• [Énoncé de l'exercice] Poursuivez l'entretien sur la procédure du Tiers Demandeur et la reconversion des friches industrielles à partir de sa dernière phrase.

• [Passage source]
Nous contacter
Retour

Entretien : comment la procédure de Tiers Demandeur a-t-elle libéré les friches industrielles ?

Entretien

Aujourd’hui, tout le monde parle des friches industrielles. Recensées par le Cerema, financées par un Fonds Friche déjà abondé trois fois par l’État, elles sont présentées comme LA solution pour lutter contre l’étalement urbain. Si les friches sont sous les projecteurs aujourd’hui, c’est aussi grâce à un discret article de loi ALUR, une procédure administrative qui ouvre le champ des possibles : le Tiers Demandeur. Spécialisée dans la reconversion des sites pollués, Brownfields a naturellement été une pionnière dans l’utilisation du Tiers Demandeur. Abdelkrim Bouchelaghem, Directeur Général de Brownfields nous explique son fonctionnement et ses bénéfices.

Abdelkrim Bouchelaghem - Directeur Général de Bronwfields

Vous êtes la première société a l’avoir utilisée en France. Qu’est-ce que la procédure du Tiers Demandeur ?

A.B : La procédure du Tiers Demandeur est un article de la loi ALUR qui, lors de la mise à l'arrêt définitive d'une ICPE (Installation Classée Protection de l’environnement), autorise un tiers intéressé à se substituer au dernier exploitant. Elle consiste donc pour ce tiers à demander au représentant de l'État dans le département (le Préfet) l’autorisation de réaliser la remise en état d’un site à la place du dernier exploitant, en fonction de l'usage envisagé pour le terrain concerné. Concrètement, cette procédure permet à l’industriel de lui transférer son obligation de remise en état du site. 

Les décrets d’application ont été publiés en aout 2015 et, effectivement, Brownfields a été la première société à avoir obtenu un arrêté préfectoral. C’était en août 2016 pour notre projet de reconversion de la Raffinerie Petroplus à Reichstett en parc d’activités (l’Ecoparc Rhénan) , en Alsace. 

Pourquoi la procédure du Tiers Demandeur a-t-elle été créée ? Quels problèmes règle-t-elle ?

A.B : Elle intervient actuellement dans un contexte de raréfaction de foncier et de limitation de la consommation d’espaces naturels, le  ZAN (Zéro Artificialisation Nette). Aujourd’hui, tout le monde s’accorde à voir la reconversion de friches industrielles comme un outil privilégié pour atteindre ce fameux ZAN. Avec le Tiers Demandeur, le législateur a voulu libérer les sites en fin d’activité en facilitant leur remise en état. Il lève le principal frein à leur redéveloppement. Car tout site ICPE en cessation d’activité doit être remis en état. Avant l’instauration du Tiers Demandeur, l’industriel devait effectuer des travaux de dépollution pour vendre le terrain. Et, ne connaissant pas toujours  l’utilisation future du site, il effectuait des travaux a minima, c’est-à-dire pour un usage identique. L’acquéreur devait donc effectuer une dépollution complémentaire, conforme à l’usage finalement envisagé, que ce soit du logement, du commerce ou de l’activité. Cette démarche de dépollution en deux temps, avec les surcoûts et les délais qu’elle impliquait, n’était pas très efficace.

• [Matériel source]
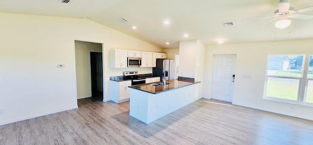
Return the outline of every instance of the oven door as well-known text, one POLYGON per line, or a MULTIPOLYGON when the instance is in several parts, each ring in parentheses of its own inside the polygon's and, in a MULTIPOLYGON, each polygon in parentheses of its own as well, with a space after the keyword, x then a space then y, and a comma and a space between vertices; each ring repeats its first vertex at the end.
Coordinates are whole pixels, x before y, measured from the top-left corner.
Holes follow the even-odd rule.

• [Réponse ci-dessous]
De plus, cette procédure a été un déclic pour de nombreux propriétaires-exploitants de sites pollués. Le fait que les industriels puissent transférer leur responsabilité de dernier exploitant a incité nombre d’entre-eux à céder leur foncier, dans le cadre d’une transaction clarifiée sur le plan juridique. Avant le Tiers Demandeur, certains préféraient conserver leurs sites, quitte à y maintenir une activité réduite pour éviter une remise en état couteuse. 

Quelles sont les démarches pour obtenir un arrêté Tiers Demandeur ?

A.B : Elles sont très encadrées car les Préfets, plus précisément les DREAL, sont très vigilants et veillent à ce que le Tiers Demandeur apporte les mêmes garanties que l’industriel. La procédure s’effectue en plusieurs étapes.

  • La demande d’accord préalable

Elle doit présenter une proposition d’usage futur, intégrant l’accord du dernier exploitant, du propriétaire s’il est différent, de la ville ou l’EPCI compétent en matière d’urbanisme. Elle précise également l’étendue du transfert des obligations de réhabilitation et de surveillance. Le Préfet doit répondre sous deux mois, indiquant son accord sur l’usage futur proposé et précisant le délai de transmission du dossier complet. L’absence de réponse vaut refus. 

  • Le dossier de substitution

Document de présentation exhaustif du projet, il comporte :

  • Un mémoire présentant l’état des sols et des eaux souterraines et les mesures de gestion de la pollution au regard de l’usage futur.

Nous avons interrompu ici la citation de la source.